» **SELECTED TEXT**
++++++++++

On the base paper thus obtained was then provided the same coating layer as
in Example 1 to obtain a recording paper of Example 2.
EXAMPLE 3
LBKP was beaten to a freeness of 450 ml C.S.F. The same filler, internal
sizing agent and cationated starch as in Example 1 were added to the pulp
in the same amounts as in Example 1. The paper material thus obtained was
processed to make a paper having a basis weight of 77 g/m.sup.2 and a
formation index of 20. The paper thus obtained was then machine-calendered
to adjust an apparent density thereof to 0.90 g/cm.sup.3. As a result, a
base paper having an air permeability of 15 seconds was obtained.
On the base paper thus obtained was then provided the same coating layer as
in Example 1 to obtain a recording paper of Example 3.
EXAMPLE 4
The same paper material as in Example 3 was processed to make a paper
having a basis weight of 77 g/m.sup.2 and a formation index of 20. The
paper thus obtained was then machine-calendered to adjust an apparent
density thereof to 0.80 g/cm.sup.3. As a result, a base paper having an
air permeability of 8 seconds was obtained.
On the base paper thus obtained was then provided the same coating layer as
in Example 1 to obtain a recording paper of Example 4.
EXAMPLE 5
LBKP was beaten to a freeness of 470 ml C.S.F. Calcium carbonate light
(TP123, manufactured by Okutama Kogyo K. K.) was then added to the pulp as
a filler to be in an amount of 10% by weight based on the total weight of
a base paper. The same internal sizing agent and cationated starch as in
Example 1 were added thereto in the same amounts as in Example 1. The
paper material thus obtained was processed to make a paper having a basis
weight of 77 g/m.sup.2 and a formation index of 20. The paper thus
obtained was then machine-calendered to adjust an apparent density thereof
to 0.84 g/cm.sup.3. As a result, a base paper having an air permeability
of 8 seconds was obtained.
On the base paper thus obtained was then provided the same coating layer as
in Example 1 to obtain a recording paper of Example 5.
EXAMPLE 6
The same paper material as in Example 5 was processed to make a paper
having a basis weight of 77 g/m.sup.2 and a formation index of 25. The
paper thus obtained was then machine-calendered to adjust an apparent
density thereof to 0.84 g/cm.sup.3. As a result, a base paper having an
air permeability of 8 seconds was obtained.
On the base paper thus obtained was then provided the same coating layer as
in Example 1 to obtain a recording paper of Example 6.

++++++++++

» **RECORDED DATA**
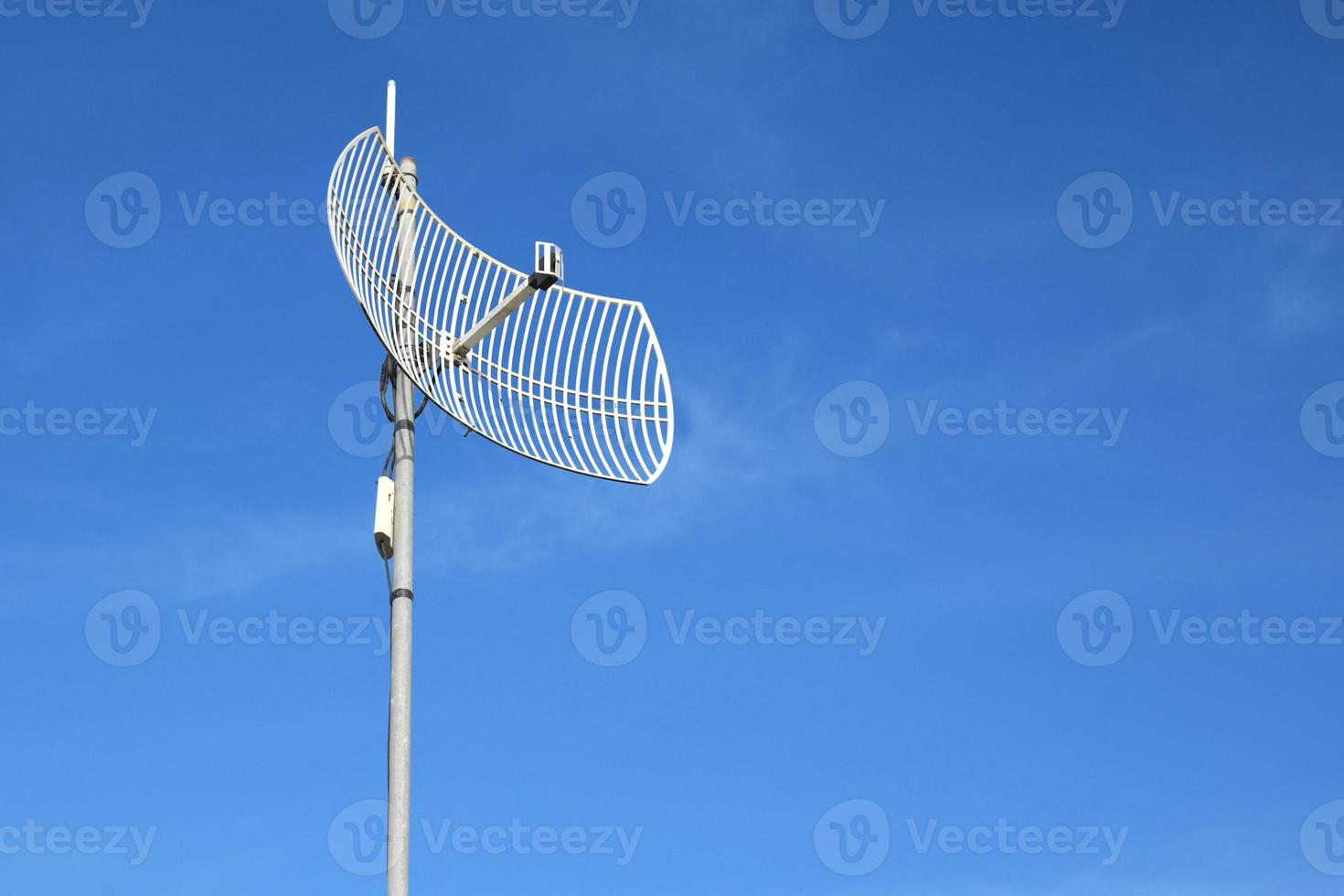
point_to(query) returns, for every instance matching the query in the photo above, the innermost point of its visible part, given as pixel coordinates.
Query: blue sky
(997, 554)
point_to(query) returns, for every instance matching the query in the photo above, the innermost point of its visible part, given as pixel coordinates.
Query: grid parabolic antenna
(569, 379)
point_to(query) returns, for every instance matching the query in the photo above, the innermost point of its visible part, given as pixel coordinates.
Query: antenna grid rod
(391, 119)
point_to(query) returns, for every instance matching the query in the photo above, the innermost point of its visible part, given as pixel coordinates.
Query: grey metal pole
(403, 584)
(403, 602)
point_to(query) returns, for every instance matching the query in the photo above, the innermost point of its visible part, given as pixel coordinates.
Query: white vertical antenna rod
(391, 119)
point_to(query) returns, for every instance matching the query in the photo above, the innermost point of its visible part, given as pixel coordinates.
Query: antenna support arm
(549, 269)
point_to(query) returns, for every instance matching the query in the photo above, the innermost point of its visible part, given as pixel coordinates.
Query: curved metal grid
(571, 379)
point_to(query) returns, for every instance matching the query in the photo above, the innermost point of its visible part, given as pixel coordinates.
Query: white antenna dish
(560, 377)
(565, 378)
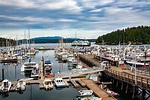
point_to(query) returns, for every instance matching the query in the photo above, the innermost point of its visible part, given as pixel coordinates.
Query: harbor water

++++++++++

» **JOBS**
1. State whether each statement agrees with the recording paper examples, answering yes or no and quoting the words of the text that decide it: (a) in Example 4, the paper was calendered to an apparent density of 0.80 g/cm.sup.3; (b) in Example 3, LBKP was beaten to a freeness of 470 ml C.S.F.; (c) the paper of Example 6 was made with a formation index of 25.
2. According to the recording paper examples, what air permeability did the base paper obtained in Example 3 have?
3. Extend the recording paper examples with the next passage, picking up after their final sentence.
The rows have no role in any task.

» **EXERCISE RESPONSES**
1.
(a) Yes: "adjust an apparent density thereof to 0.80 g/cm.sup.3"
(b) No: "LBKP was beaten to a freeness of 450 ml C.S.F."
(c) Yes: "a basis weight of 77 g/m.sup.2 and a formation index of 25"

2. 15 seconds.

3.
EXAMPLE 7
To the same base paper as in Example 6 was applied a coating solution
containing finely divided synthetic amorphous silica particles (Mizukasil
P-87, manufactured by Mizusawa Industrial Chemicals, Ltd.; specific
surface area: 280 m.sup.2 /g) in an amount of 72% and the same aqueous
adhesive and waterproofing agent as in Example 1 in the same amounts as in
Example 1, to thereby form a coating layer having a dried coverage of 7
g/m.sup.2. The coated surface was then finished so as to have a Beck
smoothness of 28 seconds to obtain a recording paper of Example 7.
EXAMPLE 8
The same pulp as in Example 3 was used. Calcium carbonate light (TP122,
manufactured by Okutama Kogyo K. K.) was added to the pulp to be in an
amount of 10% by weight based on the total weight of a base paper. The
same internal sizing agent and cationated starch as in Example 1 were then
added thereto in the same amounts as in Example 1. The paper material thus
obtained was processed to make a paper having a basis weight of 70
g/m.sup.2 and a formation index of 20. The paper thus obtained was then
machine-calendered to adjust an apparent density thereof to 0.80
g/cm.sup.3. As a result, a base paper having an air permeability of 8
seconds was obtained.
On the base paper thus obtained was then provided the same coating layer as
in Example 1 to obtain a recording paper of Example 8.
EXAMPLE 9
The same paper material as in Example 8 was processed to make a paper
having a basis weight of 90 g/m.sup.2 and a formation index of 20. The
paper thus obtained was then machine-calendered to adjust an apparent
density thereof to 0.80 g/cm.sup.3. As a result, a base paper having an
air permeability of 15 seconds was obtained.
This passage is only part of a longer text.